_GOAL_:
Copy the lines from the one containing "on the aircraft" through the end of the entries, inclusive, swapping "wheel tire" for "landing gear tire" and changing nothing else.
** Start of DATA IN THIS EXERCISE **
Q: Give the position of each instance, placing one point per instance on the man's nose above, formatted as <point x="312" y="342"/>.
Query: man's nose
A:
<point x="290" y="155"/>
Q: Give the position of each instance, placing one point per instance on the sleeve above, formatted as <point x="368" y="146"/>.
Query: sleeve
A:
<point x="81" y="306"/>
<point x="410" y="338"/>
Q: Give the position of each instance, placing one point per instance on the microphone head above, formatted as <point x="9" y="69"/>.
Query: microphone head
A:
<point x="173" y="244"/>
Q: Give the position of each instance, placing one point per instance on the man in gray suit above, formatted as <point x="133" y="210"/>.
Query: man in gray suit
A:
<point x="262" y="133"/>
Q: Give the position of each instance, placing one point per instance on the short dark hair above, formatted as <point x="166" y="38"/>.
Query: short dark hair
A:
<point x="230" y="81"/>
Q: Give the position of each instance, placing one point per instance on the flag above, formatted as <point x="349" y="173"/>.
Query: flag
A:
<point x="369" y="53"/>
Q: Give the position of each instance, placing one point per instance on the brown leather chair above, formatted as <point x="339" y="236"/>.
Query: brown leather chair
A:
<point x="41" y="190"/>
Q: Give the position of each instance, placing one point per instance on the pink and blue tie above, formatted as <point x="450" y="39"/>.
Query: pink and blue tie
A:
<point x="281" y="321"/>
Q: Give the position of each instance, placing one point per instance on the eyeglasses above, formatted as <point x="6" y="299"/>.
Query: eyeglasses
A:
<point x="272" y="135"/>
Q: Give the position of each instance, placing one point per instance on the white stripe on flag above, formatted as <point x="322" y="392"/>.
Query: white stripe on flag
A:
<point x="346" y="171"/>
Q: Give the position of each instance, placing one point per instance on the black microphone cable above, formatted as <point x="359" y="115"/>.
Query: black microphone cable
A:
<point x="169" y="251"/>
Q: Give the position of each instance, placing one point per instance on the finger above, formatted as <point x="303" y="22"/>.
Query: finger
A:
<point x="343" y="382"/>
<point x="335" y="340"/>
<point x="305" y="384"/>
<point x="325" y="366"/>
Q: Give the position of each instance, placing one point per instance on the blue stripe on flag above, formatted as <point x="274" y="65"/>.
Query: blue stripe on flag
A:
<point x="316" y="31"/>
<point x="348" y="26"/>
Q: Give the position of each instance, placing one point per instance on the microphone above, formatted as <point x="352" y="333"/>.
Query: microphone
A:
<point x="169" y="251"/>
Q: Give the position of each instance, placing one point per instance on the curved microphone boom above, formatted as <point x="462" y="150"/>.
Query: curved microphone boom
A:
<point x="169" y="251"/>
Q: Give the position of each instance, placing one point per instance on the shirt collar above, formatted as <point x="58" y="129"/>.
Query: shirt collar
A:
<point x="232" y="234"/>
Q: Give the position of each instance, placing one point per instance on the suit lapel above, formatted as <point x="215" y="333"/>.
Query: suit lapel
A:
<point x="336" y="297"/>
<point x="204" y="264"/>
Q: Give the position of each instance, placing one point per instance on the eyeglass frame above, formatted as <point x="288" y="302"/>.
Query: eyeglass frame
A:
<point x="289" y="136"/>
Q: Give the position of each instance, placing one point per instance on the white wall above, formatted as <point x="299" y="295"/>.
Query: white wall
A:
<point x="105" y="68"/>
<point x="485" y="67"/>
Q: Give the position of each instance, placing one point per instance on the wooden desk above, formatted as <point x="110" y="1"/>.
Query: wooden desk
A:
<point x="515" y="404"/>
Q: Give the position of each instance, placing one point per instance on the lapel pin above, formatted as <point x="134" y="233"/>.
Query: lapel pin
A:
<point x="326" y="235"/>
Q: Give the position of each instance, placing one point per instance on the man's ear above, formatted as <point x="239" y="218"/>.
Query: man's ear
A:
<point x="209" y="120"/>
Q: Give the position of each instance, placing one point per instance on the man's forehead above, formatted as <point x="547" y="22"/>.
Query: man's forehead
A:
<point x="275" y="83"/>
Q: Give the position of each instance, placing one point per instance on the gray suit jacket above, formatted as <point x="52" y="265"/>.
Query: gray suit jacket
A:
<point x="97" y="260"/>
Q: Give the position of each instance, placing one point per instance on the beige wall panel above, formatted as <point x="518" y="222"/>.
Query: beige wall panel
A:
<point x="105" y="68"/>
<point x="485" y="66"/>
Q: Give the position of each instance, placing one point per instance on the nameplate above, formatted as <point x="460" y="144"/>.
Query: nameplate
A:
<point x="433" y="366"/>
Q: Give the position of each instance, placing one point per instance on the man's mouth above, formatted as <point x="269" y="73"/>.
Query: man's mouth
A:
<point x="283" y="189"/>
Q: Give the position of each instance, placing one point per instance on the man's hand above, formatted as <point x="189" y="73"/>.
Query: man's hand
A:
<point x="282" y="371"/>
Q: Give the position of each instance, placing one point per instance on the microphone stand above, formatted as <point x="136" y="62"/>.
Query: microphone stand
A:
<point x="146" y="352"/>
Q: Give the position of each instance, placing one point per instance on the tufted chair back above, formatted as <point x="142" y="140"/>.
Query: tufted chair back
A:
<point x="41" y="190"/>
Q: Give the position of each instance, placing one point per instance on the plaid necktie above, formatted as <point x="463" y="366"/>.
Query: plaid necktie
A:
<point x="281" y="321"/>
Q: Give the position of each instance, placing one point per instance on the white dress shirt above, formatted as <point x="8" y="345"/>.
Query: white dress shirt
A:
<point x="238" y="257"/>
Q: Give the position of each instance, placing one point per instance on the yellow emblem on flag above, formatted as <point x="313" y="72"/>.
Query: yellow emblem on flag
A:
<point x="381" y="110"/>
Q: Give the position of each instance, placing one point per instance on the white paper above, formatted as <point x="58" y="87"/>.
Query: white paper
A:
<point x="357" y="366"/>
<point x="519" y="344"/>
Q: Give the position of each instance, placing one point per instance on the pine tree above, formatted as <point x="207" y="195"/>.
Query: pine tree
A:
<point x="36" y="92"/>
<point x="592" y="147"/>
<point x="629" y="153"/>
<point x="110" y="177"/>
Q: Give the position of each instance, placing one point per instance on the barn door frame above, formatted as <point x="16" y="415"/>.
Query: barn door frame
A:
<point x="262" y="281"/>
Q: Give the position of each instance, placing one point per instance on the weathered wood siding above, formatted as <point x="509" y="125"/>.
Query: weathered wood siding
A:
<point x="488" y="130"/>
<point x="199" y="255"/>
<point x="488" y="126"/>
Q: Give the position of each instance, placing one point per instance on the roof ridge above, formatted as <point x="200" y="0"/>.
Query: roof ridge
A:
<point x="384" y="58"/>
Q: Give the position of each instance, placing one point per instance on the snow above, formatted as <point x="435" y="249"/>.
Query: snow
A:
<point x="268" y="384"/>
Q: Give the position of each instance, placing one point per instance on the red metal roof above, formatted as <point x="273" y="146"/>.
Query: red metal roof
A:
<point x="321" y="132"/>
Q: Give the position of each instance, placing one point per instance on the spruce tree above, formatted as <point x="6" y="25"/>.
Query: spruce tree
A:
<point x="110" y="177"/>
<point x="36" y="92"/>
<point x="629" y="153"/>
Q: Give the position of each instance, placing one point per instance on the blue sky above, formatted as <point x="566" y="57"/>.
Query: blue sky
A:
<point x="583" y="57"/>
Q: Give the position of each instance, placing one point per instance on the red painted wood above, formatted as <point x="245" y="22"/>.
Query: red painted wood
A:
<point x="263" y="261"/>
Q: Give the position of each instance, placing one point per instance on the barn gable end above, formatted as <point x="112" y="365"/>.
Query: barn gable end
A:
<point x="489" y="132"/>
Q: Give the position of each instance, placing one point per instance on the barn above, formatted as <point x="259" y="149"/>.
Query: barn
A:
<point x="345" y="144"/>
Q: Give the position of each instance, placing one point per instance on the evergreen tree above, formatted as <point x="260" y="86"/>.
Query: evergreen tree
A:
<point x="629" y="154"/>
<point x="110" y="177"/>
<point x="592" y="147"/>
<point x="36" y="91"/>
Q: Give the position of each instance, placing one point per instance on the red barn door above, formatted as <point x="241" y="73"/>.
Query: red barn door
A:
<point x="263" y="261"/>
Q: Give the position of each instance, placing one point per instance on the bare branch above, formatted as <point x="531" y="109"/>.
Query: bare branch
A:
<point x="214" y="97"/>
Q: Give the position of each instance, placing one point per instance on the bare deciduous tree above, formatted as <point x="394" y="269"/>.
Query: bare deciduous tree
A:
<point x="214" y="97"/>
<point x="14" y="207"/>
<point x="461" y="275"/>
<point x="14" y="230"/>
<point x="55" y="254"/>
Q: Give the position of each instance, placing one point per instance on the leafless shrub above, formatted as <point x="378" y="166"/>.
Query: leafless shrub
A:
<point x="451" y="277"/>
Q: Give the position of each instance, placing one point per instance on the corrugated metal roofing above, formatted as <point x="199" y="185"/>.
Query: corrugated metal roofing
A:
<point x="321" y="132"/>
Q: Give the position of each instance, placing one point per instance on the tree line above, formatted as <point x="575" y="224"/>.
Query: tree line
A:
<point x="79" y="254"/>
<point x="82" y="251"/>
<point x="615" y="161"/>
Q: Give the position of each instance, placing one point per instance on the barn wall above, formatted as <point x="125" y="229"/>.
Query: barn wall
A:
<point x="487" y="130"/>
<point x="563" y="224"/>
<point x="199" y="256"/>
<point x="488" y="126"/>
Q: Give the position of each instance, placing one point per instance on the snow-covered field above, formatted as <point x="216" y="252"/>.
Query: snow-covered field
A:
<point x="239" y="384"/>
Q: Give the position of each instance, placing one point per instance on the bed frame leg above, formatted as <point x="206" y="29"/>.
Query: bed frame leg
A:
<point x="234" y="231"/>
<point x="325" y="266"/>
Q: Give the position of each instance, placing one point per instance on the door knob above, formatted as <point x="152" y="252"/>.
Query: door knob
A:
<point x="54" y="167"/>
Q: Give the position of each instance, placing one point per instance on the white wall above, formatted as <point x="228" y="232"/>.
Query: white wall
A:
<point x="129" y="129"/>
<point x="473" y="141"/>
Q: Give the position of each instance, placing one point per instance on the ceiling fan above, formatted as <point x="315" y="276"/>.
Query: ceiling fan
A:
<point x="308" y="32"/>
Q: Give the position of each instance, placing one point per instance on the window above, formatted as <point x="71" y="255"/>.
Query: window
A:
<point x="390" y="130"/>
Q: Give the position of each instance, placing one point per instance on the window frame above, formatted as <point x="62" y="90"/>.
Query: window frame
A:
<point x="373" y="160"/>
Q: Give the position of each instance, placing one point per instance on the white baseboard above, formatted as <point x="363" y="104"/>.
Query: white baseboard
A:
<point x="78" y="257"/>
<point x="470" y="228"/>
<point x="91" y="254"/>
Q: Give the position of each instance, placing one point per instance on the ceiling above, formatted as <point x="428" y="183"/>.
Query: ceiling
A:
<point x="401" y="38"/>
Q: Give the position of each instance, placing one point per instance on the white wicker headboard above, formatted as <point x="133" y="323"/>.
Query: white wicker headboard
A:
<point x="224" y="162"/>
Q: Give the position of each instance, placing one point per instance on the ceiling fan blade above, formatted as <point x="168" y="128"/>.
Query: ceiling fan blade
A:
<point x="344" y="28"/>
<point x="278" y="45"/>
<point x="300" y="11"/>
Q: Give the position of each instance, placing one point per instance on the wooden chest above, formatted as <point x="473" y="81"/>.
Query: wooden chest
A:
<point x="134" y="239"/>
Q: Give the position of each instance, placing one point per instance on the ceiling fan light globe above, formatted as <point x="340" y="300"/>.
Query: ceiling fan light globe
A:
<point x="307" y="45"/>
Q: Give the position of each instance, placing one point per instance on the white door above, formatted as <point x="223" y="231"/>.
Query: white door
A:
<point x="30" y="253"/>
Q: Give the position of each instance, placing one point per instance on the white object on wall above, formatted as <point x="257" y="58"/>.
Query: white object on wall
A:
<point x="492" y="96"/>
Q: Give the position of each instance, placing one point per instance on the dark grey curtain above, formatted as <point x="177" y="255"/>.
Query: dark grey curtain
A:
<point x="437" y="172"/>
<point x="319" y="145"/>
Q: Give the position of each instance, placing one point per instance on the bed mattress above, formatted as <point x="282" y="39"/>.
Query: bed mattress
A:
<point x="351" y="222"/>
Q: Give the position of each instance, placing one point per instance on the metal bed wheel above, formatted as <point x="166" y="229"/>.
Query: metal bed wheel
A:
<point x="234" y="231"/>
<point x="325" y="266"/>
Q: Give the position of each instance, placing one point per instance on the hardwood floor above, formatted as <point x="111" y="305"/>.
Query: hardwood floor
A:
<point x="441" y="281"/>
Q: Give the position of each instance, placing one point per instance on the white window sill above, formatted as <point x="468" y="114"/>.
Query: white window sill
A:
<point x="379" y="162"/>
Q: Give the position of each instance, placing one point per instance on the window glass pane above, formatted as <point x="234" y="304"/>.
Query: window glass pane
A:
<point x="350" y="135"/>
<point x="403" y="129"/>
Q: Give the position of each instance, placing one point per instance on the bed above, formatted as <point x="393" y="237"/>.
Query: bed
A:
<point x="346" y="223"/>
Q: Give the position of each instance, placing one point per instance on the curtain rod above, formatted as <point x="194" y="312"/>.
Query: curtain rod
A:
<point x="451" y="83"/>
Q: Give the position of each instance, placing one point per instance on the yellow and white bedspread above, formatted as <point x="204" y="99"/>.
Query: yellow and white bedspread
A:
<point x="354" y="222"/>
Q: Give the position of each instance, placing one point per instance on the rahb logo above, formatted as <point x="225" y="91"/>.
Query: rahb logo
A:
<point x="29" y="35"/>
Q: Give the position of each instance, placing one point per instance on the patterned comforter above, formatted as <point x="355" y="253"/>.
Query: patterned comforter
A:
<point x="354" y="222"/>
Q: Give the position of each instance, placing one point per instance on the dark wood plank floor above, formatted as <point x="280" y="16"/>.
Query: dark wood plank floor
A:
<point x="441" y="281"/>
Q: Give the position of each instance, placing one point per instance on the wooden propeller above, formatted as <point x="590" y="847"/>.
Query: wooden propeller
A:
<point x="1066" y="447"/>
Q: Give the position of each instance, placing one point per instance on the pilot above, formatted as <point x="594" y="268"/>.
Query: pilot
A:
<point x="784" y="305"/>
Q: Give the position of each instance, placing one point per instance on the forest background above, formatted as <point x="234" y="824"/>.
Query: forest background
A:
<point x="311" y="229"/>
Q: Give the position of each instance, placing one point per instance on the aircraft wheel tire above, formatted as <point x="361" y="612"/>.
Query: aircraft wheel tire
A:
** End of DATA IN THIS EXERCISE **
_EXERCISE OUTPUT_:
Q: Give the position of each instance, placing one point per instance on the aircraft landing gear tire above, formatted as <point x="361" y="612"/>.
Query: aircraft landing gear tire
A:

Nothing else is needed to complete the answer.